**EXERCISE DETAILS**:
Starting at the line that contains "Could you please annotate the shoreline" and ending at the last line of the material below, reproduce those lines, requests included, after adding 82 to every coordinate in the answers. Leave the pictures out of your reply.

**Coordinate annotation records**:
************
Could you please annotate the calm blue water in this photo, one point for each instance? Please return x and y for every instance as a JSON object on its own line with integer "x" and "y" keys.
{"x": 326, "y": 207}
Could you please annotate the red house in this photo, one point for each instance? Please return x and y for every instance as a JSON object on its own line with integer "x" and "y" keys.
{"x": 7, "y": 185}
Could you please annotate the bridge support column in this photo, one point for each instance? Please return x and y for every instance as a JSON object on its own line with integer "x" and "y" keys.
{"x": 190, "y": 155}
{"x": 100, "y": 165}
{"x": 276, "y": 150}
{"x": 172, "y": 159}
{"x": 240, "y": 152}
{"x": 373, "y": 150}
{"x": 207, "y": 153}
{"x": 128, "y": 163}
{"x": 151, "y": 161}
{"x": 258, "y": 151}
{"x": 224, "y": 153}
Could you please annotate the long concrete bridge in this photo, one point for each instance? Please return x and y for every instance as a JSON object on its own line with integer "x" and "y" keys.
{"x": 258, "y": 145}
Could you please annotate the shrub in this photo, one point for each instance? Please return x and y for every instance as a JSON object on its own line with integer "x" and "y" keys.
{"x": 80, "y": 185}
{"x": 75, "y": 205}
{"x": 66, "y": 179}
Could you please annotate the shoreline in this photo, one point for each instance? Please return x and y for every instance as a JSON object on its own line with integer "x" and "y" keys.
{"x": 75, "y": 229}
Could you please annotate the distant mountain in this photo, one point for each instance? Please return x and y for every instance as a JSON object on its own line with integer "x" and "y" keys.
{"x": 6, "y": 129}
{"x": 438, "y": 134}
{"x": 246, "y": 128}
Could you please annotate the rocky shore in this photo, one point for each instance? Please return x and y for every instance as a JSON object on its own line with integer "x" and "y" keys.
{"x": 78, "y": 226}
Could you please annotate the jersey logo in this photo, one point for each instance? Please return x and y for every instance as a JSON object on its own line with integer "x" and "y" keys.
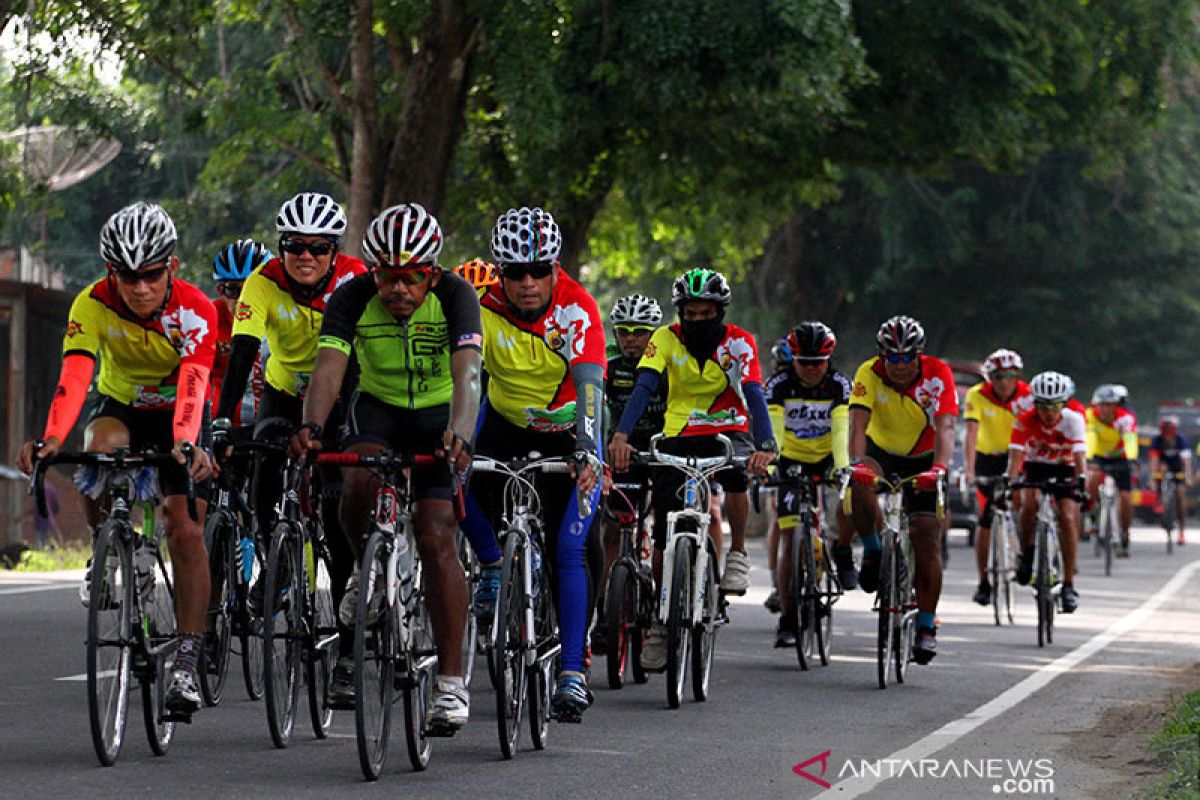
{"x": 185, "y": 329}
{"x": 565, "y": 329}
************
**FINAL ANSWER**:
Could you please annotate the shoreline in this photo, one point for each instance? Please return x and y for every instance as a JSON object on its own line with integer "x" and "y" keys.
{"x": 157, "y": 311}
Could you please annotate the distant mountain in this photo, one point for each instance? Please return x and y for every instance as a JSON object on its own line with integer "x" and "y" keys.
{"x": 88, "y": 211}
{"x": 520, "y": 216}
{"x": 328, "y": 210}
Could you please annotate the rocky shore in this photo, one point for each instance? Please return x and y for every instance as a JSON object on its own line with integer "x" and "y" keys.
{"x": 160, "y": 308}
Could you please annotate the jersey logo in this photo, one point for each instance? Please return x and y for every instance as a JSON object on its own line with integer "x" and "y" keys.
{"x": 267, "y": 411}
{"x": 647, "y": 411}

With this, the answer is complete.